▸ **Directive**:
Turn the listing below into a JSON array of strings, one string for each line, skipping any blank lines.

* * * * *

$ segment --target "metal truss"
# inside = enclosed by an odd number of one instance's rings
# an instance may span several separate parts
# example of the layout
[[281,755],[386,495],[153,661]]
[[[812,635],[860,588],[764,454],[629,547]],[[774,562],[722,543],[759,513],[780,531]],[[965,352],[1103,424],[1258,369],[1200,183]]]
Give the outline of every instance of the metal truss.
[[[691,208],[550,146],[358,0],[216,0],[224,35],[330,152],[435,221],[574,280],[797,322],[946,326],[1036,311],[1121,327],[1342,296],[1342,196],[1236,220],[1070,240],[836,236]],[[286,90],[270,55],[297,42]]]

* * * * *

▸ **Worked solution**:
[
  "$ segment --target \"metal truss\"",
  "# inside = enclosed by an odd number of one instance's rings",
  "# an instance may span several separate parts",
  "# example of the layout",
  "[[281,755],[386,495],[153,661]]",
  "[[[812,635],[860,588],[764,454],[629,547]],[[774,562],[722,543],[759,513],[780,531]],[[965,352],[1103,424],[1258,369],[1200,183]]]",
  "Give the outline of every instance of the metal truss.",
  "[[[691,208],[550,146],[358,0],[216,0],[224,35],[330,152],[435,221],[574,280],[797,322],[946,326],[1036,311],[1121,327],[1342,296],[1342,196],[1236,220],[1070,240],[836,236]],[[286,90],[270,55],[297,42]]]"
]